■ Exercise prompt
Reproduce all of the data below word for word, keeping every line as it stands.

[Items from a labeling collection]
▶
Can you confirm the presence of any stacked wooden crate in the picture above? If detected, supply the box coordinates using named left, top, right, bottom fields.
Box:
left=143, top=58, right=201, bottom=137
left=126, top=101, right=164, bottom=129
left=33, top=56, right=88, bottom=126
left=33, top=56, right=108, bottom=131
◀
■ Output of the task
Can you confirm the presence of any stacked wooden crate in the picture above? If detected, supply the box coordinates using named left, top, right, bottom fields.
Box:
left=143, top=58, right=201, bottom=137
left=126, top=101, right=164, bottom=129
left=33, top=56, right=88, bottom=126
left=33, top=56, right=108, bottom=131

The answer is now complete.